Task description =>
Please copy the lines of the listing below, from the line with "Every instance of the rocky shore" up to and including the line with "x=173, y=215", with the text lines unchanged and every x and y coordinate in the marker positions multiplied by 1.35 and rounded to a whole number, halves rounding up. Give only those lines.

#####

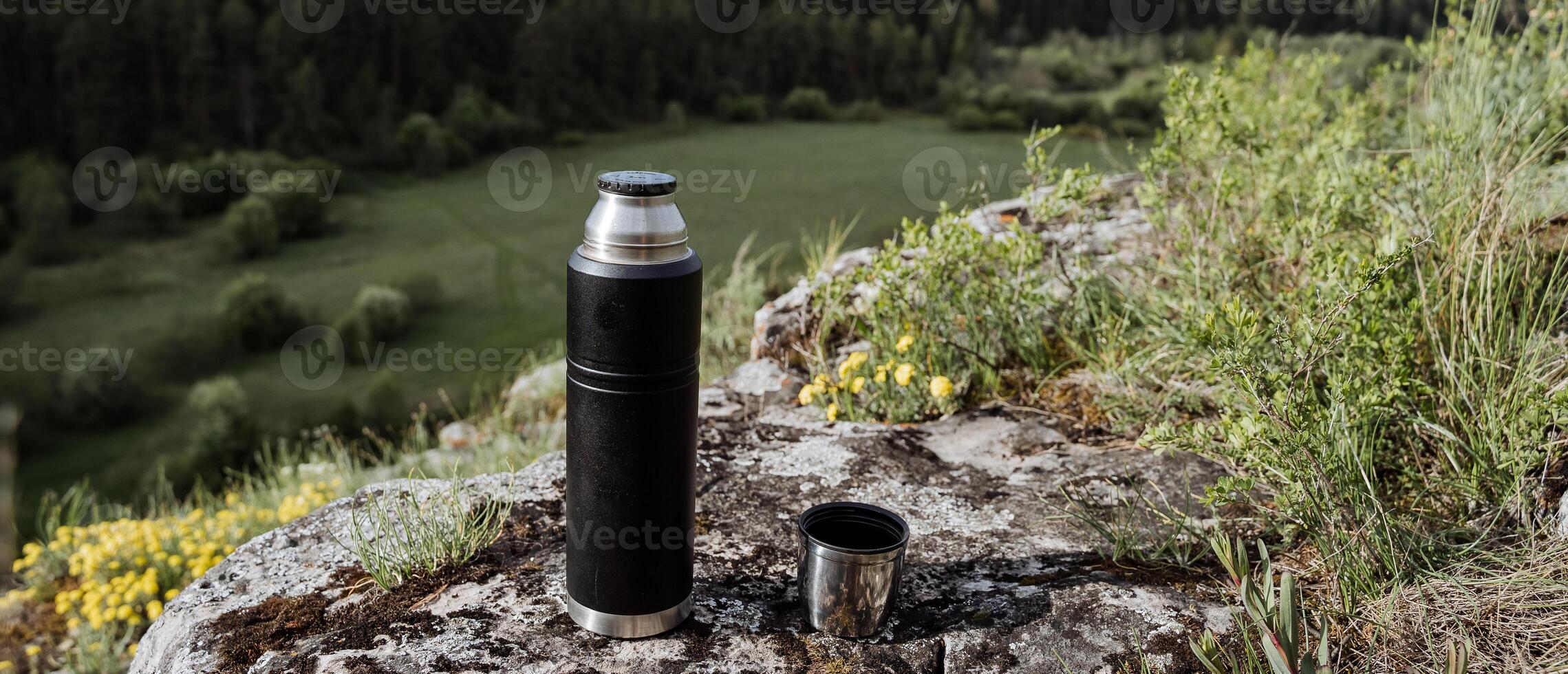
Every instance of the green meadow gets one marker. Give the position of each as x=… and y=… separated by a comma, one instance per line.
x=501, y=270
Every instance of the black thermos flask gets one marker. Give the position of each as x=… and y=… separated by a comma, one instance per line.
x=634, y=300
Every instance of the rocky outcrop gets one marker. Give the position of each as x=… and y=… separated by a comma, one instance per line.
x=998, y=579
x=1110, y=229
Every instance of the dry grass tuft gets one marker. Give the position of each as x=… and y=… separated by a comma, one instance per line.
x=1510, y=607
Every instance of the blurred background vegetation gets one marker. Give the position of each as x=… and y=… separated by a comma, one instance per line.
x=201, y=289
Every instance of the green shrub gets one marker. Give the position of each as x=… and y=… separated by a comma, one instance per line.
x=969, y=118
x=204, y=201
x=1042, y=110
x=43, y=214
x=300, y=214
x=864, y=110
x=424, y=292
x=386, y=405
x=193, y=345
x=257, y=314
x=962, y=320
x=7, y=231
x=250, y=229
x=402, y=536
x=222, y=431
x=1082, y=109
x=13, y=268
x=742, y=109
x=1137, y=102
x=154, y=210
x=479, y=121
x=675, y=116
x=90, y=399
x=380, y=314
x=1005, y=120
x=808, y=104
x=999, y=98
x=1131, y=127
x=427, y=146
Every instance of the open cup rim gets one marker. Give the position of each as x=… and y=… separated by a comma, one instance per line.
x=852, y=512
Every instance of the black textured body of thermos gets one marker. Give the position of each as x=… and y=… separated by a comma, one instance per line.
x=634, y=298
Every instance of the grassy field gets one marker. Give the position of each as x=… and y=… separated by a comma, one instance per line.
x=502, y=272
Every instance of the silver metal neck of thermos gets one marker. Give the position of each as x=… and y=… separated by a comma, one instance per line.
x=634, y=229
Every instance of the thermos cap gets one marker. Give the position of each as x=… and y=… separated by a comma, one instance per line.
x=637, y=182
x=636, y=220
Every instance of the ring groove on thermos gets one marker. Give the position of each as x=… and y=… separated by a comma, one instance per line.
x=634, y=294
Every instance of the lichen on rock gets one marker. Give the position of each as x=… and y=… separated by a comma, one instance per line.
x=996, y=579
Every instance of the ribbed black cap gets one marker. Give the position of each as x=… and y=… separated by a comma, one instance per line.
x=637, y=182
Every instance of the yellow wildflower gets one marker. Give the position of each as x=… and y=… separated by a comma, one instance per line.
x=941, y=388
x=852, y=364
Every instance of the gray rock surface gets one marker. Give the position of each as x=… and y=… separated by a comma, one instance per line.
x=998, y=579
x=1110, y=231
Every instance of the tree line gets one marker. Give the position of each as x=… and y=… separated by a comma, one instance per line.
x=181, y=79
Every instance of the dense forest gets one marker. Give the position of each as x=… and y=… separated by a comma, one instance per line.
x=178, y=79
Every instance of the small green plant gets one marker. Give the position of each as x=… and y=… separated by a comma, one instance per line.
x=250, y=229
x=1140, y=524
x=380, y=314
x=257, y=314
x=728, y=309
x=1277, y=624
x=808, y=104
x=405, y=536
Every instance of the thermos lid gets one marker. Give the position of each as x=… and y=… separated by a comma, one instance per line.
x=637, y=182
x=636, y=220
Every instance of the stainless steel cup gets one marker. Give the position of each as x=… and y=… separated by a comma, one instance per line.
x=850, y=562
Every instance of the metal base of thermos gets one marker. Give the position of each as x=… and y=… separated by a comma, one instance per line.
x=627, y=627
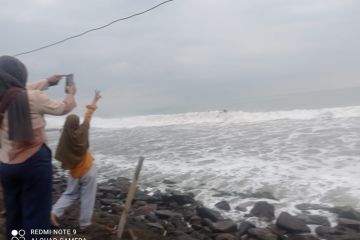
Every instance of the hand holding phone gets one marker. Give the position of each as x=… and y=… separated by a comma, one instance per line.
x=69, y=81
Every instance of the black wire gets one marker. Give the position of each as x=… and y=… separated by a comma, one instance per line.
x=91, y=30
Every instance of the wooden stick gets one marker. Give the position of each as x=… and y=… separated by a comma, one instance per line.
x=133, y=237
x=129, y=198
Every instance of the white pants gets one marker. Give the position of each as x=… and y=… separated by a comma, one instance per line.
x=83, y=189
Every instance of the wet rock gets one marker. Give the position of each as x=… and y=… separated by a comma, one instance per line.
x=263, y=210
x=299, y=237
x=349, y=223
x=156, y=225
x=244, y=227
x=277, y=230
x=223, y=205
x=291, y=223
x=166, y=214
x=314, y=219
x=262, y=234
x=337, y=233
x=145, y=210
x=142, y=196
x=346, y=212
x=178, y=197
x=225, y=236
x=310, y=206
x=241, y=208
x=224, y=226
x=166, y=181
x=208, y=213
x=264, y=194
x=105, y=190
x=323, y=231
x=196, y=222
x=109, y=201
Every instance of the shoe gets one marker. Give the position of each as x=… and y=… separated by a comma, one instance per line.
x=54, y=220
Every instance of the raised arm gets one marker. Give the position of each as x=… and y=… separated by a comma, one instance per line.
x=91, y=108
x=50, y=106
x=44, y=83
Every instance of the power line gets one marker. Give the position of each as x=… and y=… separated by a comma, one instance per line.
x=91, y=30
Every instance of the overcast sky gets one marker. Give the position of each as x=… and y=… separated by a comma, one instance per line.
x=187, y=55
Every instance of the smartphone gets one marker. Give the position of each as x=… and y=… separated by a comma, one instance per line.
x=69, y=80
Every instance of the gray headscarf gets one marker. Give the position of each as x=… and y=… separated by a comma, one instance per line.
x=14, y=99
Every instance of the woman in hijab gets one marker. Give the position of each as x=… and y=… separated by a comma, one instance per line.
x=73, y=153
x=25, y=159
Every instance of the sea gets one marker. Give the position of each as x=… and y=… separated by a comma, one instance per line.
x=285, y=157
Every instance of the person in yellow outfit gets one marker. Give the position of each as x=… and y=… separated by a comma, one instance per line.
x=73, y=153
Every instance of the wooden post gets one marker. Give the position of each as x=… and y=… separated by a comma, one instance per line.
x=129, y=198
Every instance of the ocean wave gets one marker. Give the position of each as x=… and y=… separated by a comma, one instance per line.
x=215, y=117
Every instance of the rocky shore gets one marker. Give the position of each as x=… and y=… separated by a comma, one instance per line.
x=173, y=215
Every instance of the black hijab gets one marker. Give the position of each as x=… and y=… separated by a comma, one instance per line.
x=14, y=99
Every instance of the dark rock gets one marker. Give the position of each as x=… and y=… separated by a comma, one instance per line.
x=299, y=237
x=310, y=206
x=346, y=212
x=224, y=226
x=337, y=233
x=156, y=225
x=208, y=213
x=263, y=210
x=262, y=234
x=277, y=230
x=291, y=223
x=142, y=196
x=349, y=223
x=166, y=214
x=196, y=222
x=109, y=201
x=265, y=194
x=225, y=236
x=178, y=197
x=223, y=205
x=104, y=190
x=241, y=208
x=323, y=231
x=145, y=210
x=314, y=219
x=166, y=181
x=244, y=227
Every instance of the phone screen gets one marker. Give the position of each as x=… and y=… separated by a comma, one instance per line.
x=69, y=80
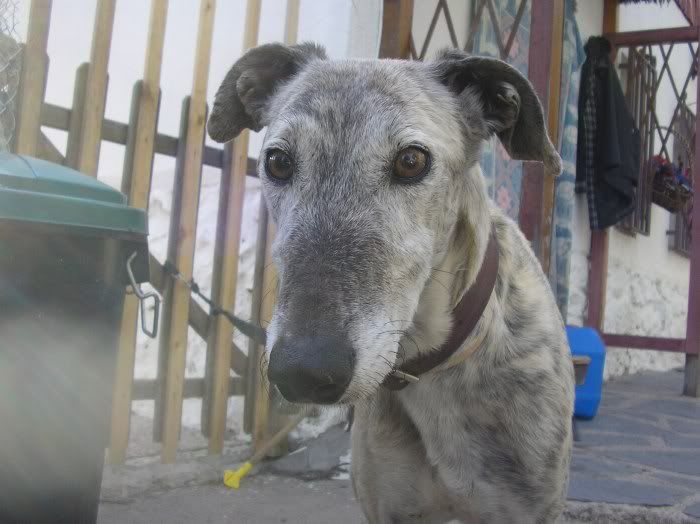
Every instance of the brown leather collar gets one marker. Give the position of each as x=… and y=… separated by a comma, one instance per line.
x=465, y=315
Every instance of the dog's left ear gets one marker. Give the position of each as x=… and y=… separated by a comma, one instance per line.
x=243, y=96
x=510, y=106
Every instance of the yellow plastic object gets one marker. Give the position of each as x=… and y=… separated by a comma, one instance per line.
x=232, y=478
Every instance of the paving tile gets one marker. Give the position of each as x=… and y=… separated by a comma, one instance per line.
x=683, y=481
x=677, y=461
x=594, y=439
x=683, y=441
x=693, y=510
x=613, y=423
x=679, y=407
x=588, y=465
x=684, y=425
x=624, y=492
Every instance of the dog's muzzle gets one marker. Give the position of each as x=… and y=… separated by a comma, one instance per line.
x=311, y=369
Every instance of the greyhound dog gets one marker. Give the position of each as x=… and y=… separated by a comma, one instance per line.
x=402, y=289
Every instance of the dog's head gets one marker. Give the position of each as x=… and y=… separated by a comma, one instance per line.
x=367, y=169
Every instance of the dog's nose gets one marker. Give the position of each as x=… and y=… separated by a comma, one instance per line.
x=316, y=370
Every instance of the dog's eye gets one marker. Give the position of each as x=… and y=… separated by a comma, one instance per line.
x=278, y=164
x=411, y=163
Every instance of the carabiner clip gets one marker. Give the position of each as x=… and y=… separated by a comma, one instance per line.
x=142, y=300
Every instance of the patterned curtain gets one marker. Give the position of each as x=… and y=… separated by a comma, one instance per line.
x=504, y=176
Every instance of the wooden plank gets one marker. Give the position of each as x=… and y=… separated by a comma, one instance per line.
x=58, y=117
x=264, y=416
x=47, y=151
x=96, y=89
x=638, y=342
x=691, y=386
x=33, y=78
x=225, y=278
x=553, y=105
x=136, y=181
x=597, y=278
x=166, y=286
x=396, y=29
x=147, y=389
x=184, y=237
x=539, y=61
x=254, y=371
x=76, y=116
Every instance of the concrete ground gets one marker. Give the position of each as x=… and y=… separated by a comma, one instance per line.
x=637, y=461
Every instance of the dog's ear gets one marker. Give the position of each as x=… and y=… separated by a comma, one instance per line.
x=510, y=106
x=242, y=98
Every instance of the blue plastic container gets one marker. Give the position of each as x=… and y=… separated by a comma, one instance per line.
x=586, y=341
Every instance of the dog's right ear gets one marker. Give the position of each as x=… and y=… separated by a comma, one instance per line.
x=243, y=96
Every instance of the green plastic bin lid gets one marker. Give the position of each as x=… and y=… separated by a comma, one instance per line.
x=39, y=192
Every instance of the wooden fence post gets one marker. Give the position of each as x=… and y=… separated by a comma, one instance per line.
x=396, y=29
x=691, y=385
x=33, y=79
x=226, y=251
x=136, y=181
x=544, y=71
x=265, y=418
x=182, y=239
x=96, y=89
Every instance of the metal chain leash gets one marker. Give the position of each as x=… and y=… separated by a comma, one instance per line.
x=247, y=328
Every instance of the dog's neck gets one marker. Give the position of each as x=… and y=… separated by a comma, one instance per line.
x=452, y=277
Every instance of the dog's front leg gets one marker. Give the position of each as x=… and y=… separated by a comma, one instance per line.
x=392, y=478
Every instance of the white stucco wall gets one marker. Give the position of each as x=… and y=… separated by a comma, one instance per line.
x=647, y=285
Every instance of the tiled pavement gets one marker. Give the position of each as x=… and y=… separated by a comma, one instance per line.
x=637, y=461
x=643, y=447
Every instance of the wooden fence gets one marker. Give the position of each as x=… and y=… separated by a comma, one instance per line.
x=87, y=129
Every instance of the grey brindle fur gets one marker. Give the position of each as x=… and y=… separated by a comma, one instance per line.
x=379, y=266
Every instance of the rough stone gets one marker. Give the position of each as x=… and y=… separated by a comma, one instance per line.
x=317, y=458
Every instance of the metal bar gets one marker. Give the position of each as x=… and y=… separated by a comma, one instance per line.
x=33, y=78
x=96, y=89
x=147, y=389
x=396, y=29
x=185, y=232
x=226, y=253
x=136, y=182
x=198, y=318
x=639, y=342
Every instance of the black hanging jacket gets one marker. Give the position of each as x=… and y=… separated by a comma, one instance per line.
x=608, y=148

#####

Answer to this exercise =>
Every instance of the rocky shore gets one marker. Give the position of each as x=… and y=… separated by a comma, one instance per line.
x=234, y=290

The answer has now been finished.